Segment Start: Document text

Speaker: Dr. Yulia Medvedeva, Group leader at the Research Center of Biotechnology, Russian Academy of Sciences, Moscow

Host: Professor Albin Sandelin, Section for Computational and RNA Biology

Abstract
DNA methylation is probably the most investigated mechanism of expression regulation. Current technologies allow one to study DNA methylation with single base resolution, nevertheless usually the methylation levels are averaged over several dozens adjacent CpGs during downstream analysis. Yet, experimental evidence shows that the methylation levels of single CpG dinucleotides can influence gene expression, for example in case of ESR1 gene.

In this work, we analyzed multiple human cell types for which both WGBS and RNA-seq were available. CpG positions that have a significant correlation between methylation levels and neighboring gene expression across all the samples were called CpG traffic lights (CpG TL). We observe that the average methylation of a promoter or a gene body is less frequently correlated with gene expression as compared to the methylation levels of CpG TL, even after proper correction for multiplicity testing.

Analyzing features and potential biological functions of CpG TL, we noticed that they often demonstrate intermediate methylation levels. Hydroxymethylcytosine (5hmC) – an intermediate product of the active CpG demethylation – is also overrepresented in such positions, supporting the dynamic demethylation of CpG TL. Also, the causality analysis shows that positions, where methylation is determined by expression, are enriched in 5hmC, suggesting that there is a positive feedback loop: transcription activates DNA demethylation.

We also observe that CpG TL are more conserved both in mammals and primates and depleted of SNPs. We show that CpG TL are overrepresented in promoters of all known types (especially bivalent/poised) and in corresponding chromatin states, spiking at exact transcription start sites, measured by CAGE (cap analysis of gene expression). We also observe a strong enrichment in enhancers determined both by CAGE and by chromatin modifications. Among different enhancer functional categories, those related to hematopoiesis are most enriched in CpG TL.  Following this line, we expand our analysis to the variation across different humans using normal T-cells data and acute myeloid leukemia (AML) data from TCGA. We believe that CpG TL provides a new insight into the functional role of DNA methylation or at very least can be used as markers for functional DNA.

Segment End: Document text

### Exercise requirements
**1.** Answer from the seminar abstract on CpG traffic lights:
(a) Who is the host, and what section is listed with that name?
(b) What were the CpG positions called whose methylation levels correlate significantly with neighboring gene expression across all samples?
(c) Which enhancer functional categories are most enriched in these positions?
**2.** Transcribe the seminar abstract on CpG traffic lights from "Speaker: Dr. Yulia" to "of ESR1 gene.".
The data that comes next has no connection to the seminar abstract on CpG traffic lights.

Segment Start: Data for review

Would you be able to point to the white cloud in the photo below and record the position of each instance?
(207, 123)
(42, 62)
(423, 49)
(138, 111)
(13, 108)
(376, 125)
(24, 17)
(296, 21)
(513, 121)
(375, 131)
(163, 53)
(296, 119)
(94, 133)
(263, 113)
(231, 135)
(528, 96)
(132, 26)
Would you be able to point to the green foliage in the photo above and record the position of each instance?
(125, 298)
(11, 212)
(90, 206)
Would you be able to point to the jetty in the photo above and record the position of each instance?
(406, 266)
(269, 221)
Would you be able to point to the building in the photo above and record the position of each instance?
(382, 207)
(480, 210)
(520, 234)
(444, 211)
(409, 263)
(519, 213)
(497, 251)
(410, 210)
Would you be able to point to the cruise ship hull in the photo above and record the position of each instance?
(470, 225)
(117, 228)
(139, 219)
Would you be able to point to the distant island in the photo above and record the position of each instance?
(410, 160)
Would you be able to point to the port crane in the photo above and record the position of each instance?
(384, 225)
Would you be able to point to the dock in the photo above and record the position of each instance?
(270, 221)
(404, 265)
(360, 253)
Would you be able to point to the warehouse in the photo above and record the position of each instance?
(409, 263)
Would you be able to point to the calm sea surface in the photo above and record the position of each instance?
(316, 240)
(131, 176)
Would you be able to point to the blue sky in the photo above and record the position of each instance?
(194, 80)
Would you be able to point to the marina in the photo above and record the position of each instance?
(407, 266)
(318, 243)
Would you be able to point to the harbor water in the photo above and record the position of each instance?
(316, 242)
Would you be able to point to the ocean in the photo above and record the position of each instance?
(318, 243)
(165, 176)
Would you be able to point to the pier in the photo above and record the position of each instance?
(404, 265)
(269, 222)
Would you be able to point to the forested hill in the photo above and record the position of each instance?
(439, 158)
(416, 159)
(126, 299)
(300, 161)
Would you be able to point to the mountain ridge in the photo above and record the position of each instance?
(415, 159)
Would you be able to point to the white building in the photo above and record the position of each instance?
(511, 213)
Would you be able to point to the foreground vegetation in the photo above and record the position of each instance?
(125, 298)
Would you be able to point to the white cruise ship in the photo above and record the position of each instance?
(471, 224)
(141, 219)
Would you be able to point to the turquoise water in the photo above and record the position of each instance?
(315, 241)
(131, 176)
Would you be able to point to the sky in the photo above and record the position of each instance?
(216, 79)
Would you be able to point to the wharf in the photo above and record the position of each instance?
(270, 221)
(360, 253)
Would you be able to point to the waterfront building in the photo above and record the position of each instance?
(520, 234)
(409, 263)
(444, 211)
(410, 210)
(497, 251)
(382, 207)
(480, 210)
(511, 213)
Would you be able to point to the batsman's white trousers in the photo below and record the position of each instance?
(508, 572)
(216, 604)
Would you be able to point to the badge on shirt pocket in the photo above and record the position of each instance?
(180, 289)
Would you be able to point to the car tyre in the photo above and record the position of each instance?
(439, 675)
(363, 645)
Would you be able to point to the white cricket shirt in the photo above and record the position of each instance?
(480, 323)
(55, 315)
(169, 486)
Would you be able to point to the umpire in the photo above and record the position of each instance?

Segment End: Data for review

### Results
**1.**
(a) Professor Albin Sandelin, Section for Computational and RNA Biology.
(b) CpG traffic lights (CpG TL).
(c) The categories related to hematopoiesis.

**2.**
Speaker: Dr. Yulia Medvedeva, Group leader at the Research Center of Biotechnology, Russian Academy of Sciences, Moscow

Host: Professor Albin Sandelin, Section for Computational and RNA Biology

Abstract
DNA methylation is probably the most investigated mechanism of expression regulation. Current technologies allow one to study DNA methylation with single base resolution, nevertheless usually the methylation levels are averaged over several dozens adjacent CpGs during downstream analysis. Yet, experimental evidence shows that the methylation levels of single CpG dinucleotides can influence gene expression, for example in case of ESR1 gene.